PROVIDED TEXT —
☆ ☆ ☆ ☆ ☆ ☆ ☆
Swiss wheat breeding know-how
Swiss bread is famous for both its quality and diversity, with each region of the country boasting its own speciality. Switzerland's success story is down to the work of its wheat breeding programme, which is more than a century old and continues to produce new varieties for the bread of tomorrow.
Agroscope is the Swiss centre of excellence for agricultural research and is committed to improving plants and plant breeding. This is an age-old form of genetic modification that uses hybridisation and and plant selection to better address people’s needs. Dario Fossati, a wheat breeding specialist in Changins in the canton of Vaud, explains: “Swiss research has always focused on the best possible baking quality, disease resistance and economic return.” How has Switzerland become a benchmark country for its wheat varieties with top baking quality?
Let’s take a quick look back
Wheat has been domesticated and cultivated by humans for thousands of years and has become a staple in our diet. Farmers have also looked for ways to improve production – most notably by selecting the best ears during harvesting in order to use their kernels as seeds. At the end of the 19th century, Switzerland was home to an enormous number of local wheat varieties and a large number of farmers re-used their own seeds year after year. Known as ‘massal selection’, this technique guaranteed a relatively stable quality of yield from one harvest to the next. But it had only limited potential in terms of improving quality.
In Switzerland, it was during World War I that the government made obtaining the supply of seeds a vital matter for the country. Scientific cereal breeding was consequently systematised, and breeders were obliged to use all means at their disposal to ensure a certain level of food security for the Swiss population, which was already largely urban.
The Swiss government established a monopoly on purchasing wheat seeds, thereby encouraging farmers to buy seeds guaranteed by the state and to cultivate quality wheat to be made into bread for domestic consumption only. In addition to baking quality, the wheat varieties also had to produce high yields and be disease resistant. A veritable challenge for the wheat breeders.
☆ ☆ ☆ ☆ ☆ ☆ ☆
[Records from a data collection]
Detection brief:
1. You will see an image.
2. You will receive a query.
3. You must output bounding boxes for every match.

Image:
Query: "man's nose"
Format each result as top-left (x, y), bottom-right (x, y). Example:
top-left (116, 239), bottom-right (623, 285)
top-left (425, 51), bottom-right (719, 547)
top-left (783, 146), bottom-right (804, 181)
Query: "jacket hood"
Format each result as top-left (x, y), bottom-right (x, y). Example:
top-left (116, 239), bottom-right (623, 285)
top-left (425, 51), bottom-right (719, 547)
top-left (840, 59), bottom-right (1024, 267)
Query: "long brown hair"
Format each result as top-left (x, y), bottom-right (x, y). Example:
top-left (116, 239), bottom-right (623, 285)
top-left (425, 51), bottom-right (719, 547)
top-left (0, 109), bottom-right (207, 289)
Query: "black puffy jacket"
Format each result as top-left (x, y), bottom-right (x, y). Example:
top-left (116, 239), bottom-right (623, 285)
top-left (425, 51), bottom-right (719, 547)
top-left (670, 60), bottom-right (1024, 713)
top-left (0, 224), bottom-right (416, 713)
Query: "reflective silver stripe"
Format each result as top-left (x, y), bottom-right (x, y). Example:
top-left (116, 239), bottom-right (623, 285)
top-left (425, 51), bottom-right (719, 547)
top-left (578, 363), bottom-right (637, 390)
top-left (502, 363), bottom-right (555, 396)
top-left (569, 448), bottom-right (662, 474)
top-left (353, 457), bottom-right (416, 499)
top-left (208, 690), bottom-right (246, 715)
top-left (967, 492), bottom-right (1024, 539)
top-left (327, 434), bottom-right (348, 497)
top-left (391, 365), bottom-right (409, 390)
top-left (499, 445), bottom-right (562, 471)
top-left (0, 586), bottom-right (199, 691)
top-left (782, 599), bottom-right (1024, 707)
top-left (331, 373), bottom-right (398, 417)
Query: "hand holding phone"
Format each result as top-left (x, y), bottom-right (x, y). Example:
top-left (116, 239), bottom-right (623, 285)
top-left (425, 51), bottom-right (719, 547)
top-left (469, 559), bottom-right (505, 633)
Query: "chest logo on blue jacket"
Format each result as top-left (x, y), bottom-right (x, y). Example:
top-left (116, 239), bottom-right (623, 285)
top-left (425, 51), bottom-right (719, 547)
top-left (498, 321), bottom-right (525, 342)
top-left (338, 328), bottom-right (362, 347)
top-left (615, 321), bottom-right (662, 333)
☆ ☆ ☆ ☆ ☆ ☆ ☆
TO DO —
A. Return the part of the Swiss wheat breeding text that begins at the words "In Switzerland, it" and stops after "already largely urban.".
B. In the Swiss wheat breeding text, what is the name of the technique in which farmers re-used their own seeds year after year?
C. Write what comes next in the text on Swiss wheat breeding, picking up after its final sentence.
The entries play no part in this work.

RESULTS OF THE TASKS —
A.
In Switzerland, it was during World War I that the government made obtaining the supply of seeds a vital matter for the country. Scientific cereal breeding was consequently systematised, and breeders were obliged to use all means at their disposal to ensure a certain level of food security for the Swiss population, which was already largely urban.

B. Massal selection

C.
“The baking quality of wheat varieties is linked to the quantity and quality of the proteins they contain – notably gluten, which is essential for the suppleness of the dough. But the more protein there is, the lower the yield,” explains Dario Fossati. So if there are too many requirements, developing a new variety becomes impossible. So how do wheat breeding specialists develop new varieties?
The main goal for breeders is to produce a higher quality than existing varieties. If a disease, pest or other shortcoming appears in the cultivation of an elite variety (a variety that has a number of different qualities), the breeder tries to make it resistant to these attacks: “By making the plant resistant, you avoid using chemicals on the crops. This means lower costs for the farmer, stable yields and, above all, less of an environmental burden, which is one of our main goals.”
One way to achieve this is by improving a variety via backcrossing, which can make a plant resistant to a disease for example. To do this, the elite variety needs to be pollinated by another variety that has the disease-resistant gene you need. This process then has to be repeated with the ensuing descendants until you get a wheat variety that has all the characteristics of the elite variety with the disease-resistant gene on top.
Each variety of wheat possesses numerous characteristics that are unique. Combining two varieties by crossbreeding allows you to create a new mix from which the breeder can extract the specimens best suited to their specifications for generations to come. This is genealogical selection.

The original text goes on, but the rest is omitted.